=== Dataset records ===

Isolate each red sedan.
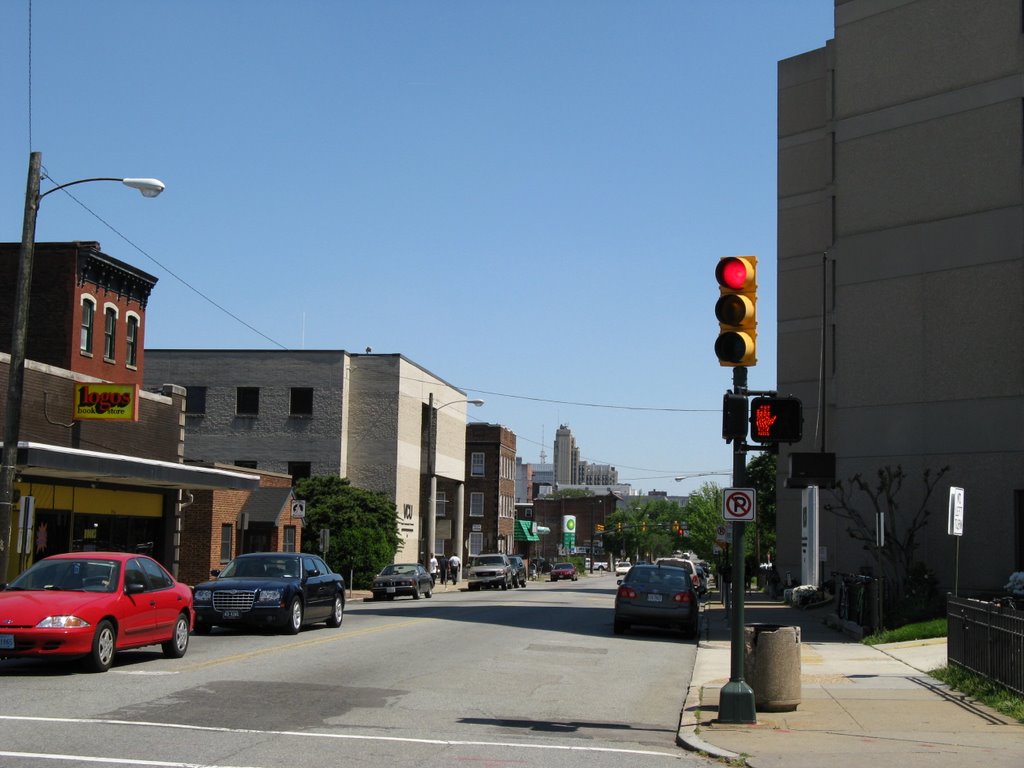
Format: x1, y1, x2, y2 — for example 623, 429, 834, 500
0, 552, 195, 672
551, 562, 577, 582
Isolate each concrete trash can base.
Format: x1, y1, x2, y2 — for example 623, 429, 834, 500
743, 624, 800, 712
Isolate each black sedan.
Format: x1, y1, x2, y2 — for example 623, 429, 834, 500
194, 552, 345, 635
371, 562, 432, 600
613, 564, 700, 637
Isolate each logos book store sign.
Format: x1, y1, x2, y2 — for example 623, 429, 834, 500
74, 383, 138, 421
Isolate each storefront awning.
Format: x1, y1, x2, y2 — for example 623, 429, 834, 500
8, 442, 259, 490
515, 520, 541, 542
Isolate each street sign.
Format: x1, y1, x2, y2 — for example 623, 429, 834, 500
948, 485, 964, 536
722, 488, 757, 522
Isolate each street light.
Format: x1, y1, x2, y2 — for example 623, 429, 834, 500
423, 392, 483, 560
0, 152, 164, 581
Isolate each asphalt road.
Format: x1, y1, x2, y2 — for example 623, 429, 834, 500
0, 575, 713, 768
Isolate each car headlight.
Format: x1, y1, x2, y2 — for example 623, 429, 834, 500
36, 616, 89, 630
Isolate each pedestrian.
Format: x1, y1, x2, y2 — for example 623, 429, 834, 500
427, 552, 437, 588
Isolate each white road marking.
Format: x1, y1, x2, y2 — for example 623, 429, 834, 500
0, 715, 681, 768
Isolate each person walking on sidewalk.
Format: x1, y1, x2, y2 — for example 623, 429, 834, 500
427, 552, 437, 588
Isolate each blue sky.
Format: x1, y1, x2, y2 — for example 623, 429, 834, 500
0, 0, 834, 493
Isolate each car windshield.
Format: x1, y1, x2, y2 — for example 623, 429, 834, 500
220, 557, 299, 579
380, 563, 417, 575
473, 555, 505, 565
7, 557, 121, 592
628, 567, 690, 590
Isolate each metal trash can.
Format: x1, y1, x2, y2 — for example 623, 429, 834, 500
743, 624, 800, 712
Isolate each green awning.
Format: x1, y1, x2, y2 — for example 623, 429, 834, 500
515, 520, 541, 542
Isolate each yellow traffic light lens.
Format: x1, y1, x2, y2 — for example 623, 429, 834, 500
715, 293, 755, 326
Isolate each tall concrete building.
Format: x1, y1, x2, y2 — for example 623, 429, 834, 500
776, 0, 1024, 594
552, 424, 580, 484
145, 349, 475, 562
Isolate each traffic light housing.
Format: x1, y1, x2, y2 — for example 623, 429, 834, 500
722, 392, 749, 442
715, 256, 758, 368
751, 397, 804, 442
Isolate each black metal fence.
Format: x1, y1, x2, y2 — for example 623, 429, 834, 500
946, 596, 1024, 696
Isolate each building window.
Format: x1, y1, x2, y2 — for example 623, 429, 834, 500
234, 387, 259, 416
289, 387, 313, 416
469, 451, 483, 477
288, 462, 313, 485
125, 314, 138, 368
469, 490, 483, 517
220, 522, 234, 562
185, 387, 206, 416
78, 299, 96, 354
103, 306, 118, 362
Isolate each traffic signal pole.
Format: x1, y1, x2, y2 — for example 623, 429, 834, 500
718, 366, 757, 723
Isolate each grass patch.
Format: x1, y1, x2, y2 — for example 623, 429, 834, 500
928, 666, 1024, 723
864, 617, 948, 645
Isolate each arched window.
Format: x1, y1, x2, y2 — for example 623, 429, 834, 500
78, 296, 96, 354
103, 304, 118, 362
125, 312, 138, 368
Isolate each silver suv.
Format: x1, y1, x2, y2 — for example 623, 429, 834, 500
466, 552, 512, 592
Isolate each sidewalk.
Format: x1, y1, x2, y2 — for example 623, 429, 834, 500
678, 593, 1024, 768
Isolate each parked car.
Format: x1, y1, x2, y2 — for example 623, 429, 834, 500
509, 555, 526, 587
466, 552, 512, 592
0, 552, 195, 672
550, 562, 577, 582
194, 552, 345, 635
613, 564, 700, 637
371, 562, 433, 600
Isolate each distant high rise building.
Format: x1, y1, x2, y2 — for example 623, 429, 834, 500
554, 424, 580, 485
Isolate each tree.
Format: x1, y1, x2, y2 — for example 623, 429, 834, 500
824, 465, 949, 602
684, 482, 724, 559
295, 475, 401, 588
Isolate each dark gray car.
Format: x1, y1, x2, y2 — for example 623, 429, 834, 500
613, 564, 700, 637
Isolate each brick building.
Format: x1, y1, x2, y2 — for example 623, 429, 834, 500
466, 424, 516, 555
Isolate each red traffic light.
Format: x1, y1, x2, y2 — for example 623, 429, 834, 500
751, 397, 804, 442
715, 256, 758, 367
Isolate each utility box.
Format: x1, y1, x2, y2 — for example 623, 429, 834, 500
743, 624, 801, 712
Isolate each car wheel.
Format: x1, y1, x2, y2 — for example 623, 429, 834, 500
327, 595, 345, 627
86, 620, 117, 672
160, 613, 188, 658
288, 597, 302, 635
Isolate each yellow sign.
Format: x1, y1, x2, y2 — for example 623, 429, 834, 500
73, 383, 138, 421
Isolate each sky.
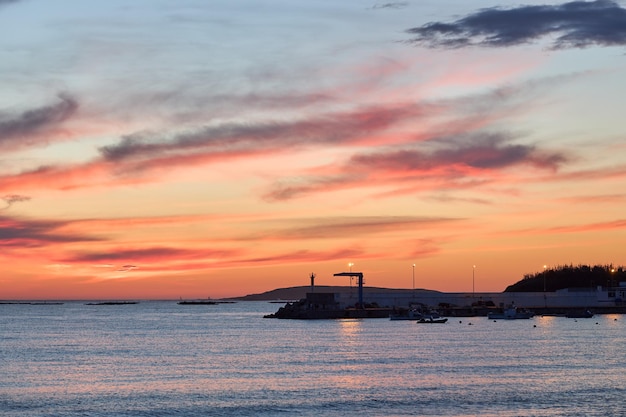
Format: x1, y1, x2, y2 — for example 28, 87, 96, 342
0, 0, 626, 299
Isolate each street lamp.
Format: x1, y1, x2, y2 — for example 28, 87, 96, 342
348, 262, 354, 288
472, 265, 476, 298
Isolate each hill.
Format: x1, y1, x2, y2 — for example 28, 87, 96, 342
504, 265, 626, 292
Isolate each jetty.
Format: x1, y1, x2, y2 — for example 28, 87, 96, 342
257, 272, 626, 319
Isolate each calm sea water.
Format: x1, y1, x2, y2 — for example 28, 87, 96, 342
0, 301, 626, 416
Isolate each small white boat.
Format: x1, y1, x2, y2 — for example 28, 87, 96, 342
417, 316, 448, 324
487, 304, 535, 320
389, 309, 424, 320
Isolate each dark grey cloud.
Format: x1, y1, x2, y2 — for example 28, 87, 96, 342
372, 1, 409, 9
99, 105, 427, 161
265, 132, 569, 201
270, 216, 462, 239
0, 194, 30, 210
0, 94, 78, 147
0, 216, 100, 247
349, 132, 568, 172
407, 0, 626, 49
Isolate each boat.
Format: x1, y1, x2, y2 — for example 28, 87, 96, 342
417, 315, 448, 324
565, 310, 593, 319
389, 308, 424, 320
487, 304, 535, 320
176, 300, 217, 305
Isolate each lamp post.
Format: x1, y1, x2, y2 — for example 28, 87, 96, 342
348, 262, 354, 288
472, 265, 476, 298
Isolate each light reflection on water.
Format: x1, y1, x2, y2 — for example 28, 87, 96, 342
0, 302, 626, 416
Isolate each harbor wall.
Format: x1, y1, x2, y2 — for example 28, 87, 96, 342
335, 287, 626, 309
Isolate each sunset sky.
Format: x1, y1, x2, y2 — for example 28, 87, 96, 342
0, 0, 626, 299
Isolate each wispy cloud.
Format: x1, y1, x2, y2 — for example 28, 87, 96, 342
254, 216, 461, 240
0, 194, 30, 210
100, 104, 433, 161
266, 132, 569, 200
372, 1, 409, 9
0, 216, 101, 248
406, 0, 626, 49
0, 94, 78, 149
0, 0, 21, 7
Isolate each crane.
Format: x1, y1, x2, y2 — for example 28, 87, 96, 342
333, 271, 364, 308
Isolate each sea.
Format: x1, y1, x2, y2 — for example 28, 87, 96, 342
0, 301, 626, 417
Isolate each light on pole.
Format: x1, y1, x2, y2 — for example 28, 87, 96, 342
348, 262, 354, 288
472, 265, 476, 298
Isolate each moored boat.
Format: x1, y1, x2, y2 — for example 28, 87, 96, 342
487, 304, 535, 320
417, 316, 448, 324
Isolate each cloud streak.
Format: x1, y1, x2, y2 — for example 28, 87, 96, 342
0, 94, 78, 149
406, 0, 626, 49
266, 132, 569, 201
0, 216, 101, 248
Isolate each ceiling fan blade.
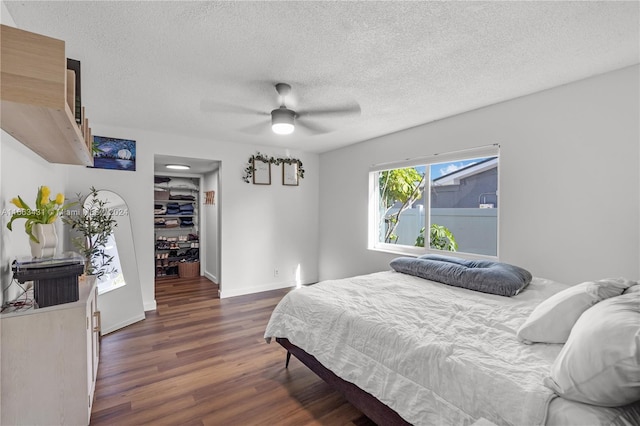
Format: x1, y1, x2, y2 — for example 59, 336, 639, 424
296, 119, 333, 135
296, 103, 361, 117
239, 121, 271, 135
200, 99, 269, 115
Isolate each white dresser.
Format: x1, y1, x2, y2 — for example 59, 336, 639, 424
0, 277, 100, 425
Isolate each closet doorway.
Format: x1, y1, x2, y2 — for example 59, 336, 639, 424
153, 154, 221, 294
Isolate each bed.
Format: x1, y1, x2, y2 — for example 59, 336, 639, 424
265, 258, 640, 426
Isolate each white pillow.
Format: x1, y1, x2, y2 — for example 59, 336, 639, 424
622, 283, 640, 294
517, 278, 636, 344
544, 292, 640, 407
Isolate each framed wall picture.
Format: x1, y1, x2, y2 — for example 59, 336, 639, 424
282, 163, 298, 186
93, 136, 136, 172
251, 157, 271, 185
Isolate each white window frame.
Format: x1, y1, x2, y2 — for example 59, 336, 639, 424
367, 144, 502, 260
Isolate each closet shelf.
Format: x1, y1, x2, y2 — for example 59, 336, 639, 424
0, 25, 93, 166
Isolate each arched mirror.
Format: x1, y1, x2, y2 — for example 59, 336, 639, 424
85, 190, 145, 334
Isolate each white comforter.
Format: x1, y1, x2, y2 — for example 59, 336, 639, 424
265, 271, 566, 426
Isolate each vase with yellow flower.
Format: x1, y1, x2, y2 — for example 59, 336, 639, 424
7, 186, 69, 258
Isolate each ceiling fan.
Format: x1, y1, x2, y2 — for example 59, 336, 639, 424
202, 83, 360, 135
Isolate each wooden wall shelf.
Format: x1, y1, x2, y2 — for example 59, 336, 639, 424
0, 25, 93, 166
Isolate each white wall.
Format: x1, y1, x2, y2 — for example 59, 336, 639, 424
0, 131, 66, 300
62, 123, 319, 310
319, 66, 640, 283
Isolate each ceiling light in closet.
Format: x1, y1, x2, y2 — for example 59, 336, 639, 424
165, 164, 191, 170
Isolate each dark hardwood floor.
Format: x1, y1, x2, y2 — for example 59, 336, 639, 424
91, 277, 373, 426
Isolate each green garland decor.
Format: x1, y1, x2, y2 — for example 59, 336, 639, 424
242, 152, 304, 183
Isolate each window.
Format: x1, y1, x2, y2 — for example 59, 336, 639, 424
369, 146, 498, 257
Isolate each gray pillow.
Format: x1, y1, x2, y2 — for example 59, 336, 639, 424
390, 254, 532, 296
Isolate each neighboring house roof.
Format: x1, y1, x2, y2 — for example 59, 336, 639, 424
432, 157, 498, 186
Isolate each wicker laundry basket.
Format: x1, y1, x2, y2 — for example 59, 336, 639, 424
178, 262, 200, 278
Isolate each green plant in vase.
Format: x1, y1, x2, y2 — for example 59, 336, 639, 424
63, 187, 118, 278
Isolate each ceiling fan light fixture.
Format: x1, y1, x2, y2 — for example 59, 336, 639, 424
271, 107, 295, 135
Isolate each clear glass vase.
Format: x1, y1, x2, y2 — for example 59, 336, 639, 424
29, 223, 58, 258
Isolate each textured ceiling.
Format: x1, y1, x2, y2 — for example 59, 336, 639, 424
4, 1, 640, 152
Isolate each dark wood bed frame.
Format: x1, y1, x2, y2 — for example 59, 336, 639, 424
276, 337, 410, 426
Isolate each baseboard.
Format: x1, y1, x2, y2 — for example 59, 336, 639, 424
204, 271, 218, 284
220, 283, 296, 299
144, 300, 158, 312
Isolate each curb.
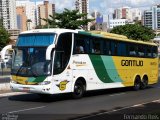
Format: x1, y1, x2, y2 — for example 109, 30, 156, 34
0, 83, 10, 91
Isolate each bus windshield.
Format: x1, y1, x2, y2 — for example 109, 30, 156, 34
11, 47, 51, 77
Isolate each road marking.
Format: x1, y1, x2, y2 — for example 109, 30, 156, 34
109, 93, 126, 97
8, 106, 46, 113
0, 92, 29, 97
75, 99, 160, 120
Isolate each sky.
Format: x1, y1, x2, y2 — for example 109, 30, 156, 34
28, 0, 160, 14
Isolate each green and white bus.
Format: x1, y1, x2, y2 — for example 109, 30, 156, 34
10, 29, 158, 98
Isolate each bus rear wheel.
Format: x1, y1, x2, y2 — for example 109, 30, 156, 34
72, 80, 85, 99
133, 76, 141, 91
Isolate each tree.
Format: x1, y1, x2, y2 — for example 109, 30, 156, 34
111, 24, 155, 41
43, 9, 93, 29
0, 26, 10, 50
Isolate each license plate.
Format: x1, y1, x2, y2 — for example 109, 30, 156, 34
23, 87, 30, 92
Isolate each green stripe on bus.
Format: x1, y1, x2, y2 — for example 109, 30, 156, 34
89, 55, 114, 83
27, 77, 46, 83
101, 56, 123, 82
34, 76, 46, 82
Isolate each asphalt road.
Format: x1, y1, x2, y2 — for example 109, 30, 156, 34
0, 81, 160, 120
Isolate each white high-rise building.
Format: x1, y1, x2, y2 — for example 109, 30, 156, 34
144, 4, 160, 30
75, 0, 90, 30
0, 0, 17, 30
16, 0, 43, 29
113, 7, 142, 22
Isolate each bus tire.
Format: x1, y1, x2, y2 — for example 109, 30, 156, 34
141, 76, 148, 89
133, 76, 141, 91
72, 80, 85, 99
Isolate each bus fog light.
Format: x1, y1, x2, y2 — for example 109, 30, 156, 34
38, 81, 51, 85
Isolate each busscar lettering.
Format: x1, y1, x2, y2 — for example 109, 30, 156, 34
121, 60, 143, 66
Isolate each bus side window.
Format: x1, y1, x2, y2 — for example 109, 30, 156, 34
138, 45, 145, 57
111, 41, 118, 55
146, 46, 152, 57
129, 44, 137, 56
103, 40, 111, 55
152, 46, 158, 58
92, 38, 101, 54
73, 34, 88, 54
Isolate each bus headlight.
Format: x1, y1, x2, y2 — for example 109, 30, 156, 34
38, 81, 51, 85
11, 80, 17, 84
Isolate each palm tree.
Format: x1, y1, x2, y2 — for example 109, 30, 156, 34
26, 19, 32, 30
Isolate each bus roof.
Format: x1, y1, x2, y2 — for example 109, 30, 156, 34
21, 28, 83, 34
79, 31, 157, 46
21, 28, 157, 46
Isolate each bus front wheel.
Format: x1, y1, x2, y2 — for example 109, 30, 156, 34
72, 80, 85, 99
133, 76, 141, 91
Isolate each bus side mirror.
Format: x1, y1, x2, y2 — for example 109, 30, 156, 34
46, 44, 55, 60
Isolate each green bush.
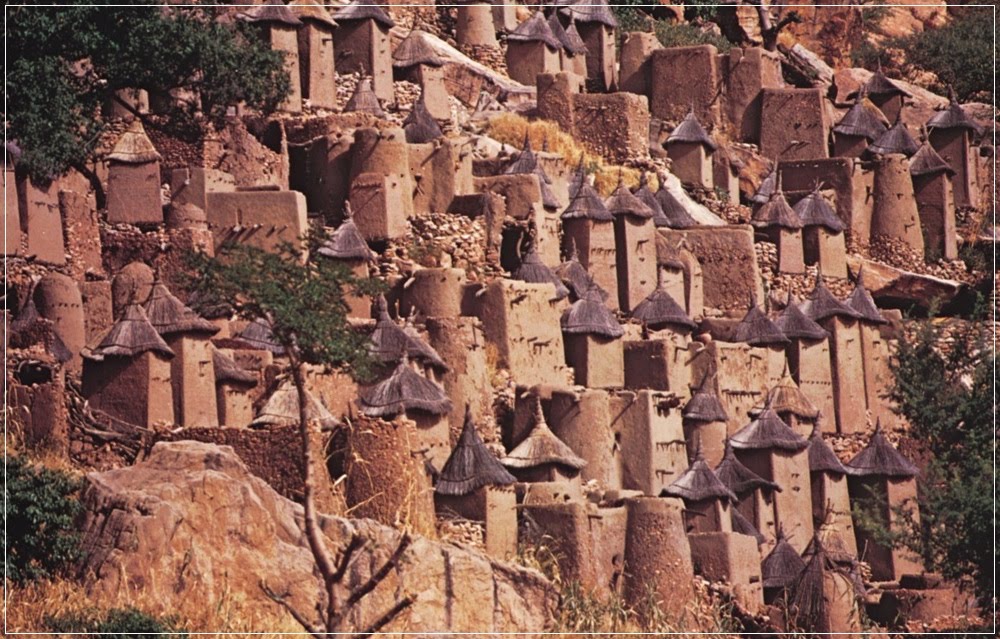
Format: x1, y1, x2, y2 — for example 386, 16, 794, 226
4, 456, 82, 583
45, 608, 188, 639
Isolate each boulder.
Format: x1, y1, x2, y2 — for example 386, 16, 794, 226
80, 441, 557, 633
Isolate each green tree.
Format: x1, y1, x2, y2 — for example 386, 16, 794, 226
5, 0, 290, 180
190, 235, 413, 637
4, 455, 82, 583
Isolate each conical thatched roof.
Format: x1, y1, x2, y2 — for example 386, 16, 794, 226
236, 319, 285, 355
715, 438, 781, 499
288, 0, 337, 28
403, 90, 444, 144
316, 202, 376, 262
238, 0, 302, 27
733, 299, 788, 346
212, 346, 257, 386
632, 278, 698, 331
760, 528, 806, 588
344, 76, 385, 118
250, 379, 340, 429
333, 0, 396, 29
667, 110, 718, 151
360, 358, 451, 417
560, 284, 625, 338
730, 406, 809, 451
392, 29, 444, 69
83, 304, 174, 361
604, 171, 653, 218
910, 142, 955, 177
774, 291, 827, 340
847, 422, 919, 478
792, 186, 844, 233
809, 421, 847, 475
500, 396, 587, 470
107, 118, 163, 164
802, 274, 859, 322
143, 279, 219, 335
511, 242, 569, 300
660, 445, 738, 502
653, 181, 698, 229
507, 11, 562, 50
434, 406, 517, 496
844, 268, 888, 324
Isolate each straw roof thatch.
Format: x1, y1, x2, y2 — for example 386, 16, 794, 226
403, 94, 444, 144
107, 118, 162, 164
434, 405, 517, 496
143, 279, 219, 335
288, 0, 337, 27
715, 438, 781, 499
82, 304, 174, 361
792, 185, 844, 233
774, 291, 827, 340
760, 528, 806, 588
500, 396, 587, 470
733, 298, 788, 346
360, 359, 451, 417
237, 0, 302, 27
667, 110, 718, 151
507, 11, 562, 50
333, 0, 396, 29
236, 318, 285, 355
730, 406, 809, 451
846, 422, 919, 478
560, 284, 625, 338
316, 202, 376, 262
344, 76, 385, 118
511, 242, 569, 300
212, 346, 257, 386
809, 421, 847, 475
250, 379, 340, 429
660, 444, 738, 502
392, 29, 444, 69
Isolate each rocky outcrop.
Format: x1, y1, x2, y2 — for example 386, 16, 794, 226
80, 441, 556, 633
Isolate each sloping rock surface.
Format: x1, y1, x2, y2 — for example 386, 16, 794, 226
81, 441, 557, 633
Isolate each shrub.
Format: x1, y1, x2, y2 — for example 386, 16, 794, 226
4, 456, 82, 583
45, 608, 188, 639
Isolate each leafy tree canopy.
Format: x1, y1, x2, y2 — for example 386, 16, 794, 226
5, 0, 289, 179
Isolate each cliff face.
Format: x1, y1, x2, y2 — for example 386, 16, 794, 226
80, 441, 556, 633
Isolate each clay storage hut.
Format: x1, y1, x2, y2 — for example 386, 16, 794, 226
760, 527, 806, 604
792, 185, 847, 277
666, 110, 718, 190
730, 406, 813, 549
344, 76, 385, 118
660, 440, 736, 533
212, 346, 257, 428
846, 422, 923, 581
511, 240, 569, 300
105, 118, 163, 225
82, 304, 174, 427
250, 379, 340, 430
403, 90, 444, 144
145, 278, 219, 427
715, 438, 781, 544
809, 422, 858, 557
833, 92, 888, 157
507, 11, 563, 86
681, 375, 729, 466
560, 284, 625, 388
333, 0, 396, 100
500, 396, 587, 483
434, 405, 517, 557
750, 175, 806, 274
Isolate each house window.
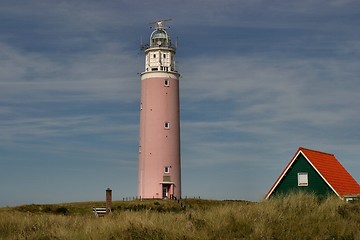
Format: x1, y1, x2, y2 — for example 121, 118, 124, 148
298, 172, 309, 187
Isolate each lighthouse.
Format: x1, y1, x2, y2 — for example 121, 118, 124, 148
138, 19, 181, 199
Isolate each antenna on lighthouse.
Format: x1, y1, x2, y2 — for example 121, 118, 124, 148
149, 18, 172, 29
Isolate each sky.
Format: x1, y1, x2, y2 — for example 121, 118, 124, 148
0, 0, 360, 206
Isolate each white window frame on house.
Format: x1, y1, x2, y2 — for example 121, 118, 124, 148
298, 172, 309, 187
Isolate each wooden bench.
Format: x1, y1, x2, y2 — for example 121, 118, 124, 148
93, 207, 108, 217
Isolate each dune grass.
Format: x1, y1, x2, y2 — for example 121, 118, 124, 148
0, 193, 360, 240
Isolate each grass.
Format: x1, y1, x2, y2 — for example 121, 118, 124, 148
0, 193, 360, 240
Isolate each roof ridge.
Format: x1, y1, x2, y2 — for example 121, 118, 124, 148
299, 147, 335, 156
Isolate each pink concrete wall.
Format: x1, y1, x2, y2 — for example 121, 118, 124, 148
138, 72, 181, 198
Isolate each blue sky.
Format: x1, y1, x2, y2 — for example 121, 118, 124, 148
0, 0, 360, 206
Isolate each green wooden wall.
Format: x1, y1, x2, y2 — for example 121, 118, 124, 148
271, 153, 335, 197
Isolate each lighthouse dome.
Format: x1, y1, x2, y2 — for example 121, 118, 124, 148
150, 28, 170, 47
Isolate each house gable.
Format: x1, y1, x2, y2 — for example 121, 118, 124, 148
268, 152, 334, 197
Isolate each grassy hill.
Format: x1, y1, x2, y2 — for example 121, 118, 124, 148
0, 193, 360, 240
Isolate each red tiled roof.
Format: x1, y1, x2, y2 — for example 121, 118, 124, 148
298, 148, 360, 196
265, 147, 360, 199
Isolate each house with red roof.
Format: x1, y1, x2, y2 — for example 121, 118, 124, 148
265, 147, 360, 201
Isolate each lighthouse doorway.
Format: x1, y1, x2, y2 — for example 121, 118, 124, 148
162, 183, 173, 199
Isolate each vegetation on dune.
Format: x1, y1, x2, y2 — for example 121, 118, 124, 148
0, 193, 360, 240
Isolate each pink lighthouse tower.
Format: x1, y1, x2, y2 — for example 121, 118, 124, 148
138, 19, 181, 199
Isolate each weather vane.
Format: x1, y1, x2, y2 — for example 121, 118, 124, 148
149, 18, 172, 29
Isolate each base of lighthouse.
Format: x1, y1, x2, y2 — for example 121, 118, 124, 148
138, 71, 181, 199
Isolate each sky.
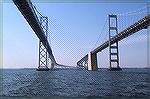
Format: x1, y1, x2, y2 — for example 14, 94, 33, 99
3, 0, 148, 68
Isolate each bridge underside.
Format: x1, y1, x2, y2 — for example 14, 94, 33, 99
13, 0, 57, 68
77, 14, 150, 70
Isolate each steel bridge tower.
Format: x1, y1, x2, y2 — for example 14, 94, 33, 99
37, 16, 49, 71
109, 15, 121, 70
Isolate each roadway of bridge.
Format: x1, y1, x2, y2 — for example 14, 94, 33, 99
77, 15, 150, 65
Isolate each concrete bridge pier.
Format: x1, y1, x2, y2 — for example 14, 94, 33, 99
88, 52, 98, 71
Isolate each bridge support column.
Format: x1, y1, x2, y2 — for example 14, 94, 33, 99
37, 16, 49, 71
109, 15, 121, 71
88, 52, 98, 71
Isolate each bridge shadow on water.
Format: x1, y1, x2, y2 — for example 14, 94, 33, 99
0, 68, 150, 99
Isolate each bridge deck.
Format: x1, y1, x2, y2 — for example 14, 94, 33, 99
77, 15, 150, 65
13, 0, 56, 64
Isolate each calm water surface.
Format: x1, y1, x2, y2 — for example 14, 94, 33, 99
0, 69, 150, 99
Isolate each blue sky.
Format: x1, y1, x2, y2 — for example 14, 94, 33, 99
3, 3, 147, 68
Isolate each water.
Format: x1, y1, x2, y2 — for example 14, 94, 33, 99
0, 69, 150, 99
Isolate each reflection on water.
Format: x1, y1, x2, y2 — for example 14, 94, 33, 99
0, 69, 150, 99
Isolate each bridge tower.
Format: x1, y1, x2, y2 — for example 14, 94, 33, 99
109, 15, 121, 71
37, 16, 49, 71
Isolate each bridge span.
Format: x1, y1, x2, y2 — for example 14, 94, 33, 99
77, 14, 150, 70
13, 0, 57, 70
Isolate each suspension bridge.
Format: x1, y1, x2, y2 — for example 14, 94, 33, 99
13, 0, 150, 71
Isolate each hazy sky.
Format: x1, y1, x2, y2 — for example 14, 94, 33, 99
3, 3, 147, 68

=== What the task asks ===
Copy the material starting at the line containing "Isolate each street light." and ending at the line containing "946, 596, 1024, 696", substituting "Outline" for every "Isolate" and changing nothing else.

=== Reply to the task ===
Outline each street light.
Format: x1, y1, x2, y2 — for example 623, 429, 834, 500
423, 392, 483, 560
0, 152, 164, 581
Outline each asphalt road.
Format: x1, y1, x2, y2 — for example 623, 429, 834, 500
0, 575, 713, 768
Outline each car headlight.
Format: x1, y1, x2, y2 — for example 623, 429, 834, 500
36, 616, 89, 630
Outline each pedestrian.
Format: x1, y1, x2, y2 — for example 623, 429, 834, 500
427, 552, 437, 588
Outline each white road marking.
Format: x1, y1, x2, y2 — for example 623, 429, 834, 500
0, 715, 681, 768
Outline each person walking on sidewalk.
Format: x1, y1, x2, y2 — for example 623, 429, 834, 500
427, 552, 437, 588
Outline each blue sky.
Format: x1, y1, x2, y2 — for example 623, 429, 834, 500
0, 0, 834, 493
Outline each car windshield.
Format: x1, y1, x2, y2 — for example 623, 429, 834, 500
220, 557, 299, 579
380, 563, 417, 575
473, 555, 505, 565
7, 557, 121, 592
628, 567, 690, 590
Outline each metal trash can.
Format: x1, y1, x2, y2 — for example 623, 429, 834, 500
743, 624, 800, 712
Outline each green awning.
Format: x1, y1, x2, y2 — for example 623, 429, 834, 500
515, 520, 541, 542
Outline each yellow traffic light lens.
Format: x1, y1, x2, y2 — for example 623, 429, 834, 500
715, 293, 755, 326
Outline each tall concrete building.
Format: x1, y1, x2, y2 — for example 623, 429, 834, 500
776, 0, 1024, 594
552, 424, 580, 484
145, 349, 475, 562
Outline each traffic light housing.
Format: x1, y1, x2, y2 — for example 623, 429, 834, 500
722, 392, 749, 442
715, 256, 758, 368
751, 397, 804, 442
Outline each black metal fence.
Format: x1, y1, x2, y2 — for example 623, 429, 834, 500
946, 596, 1024, 696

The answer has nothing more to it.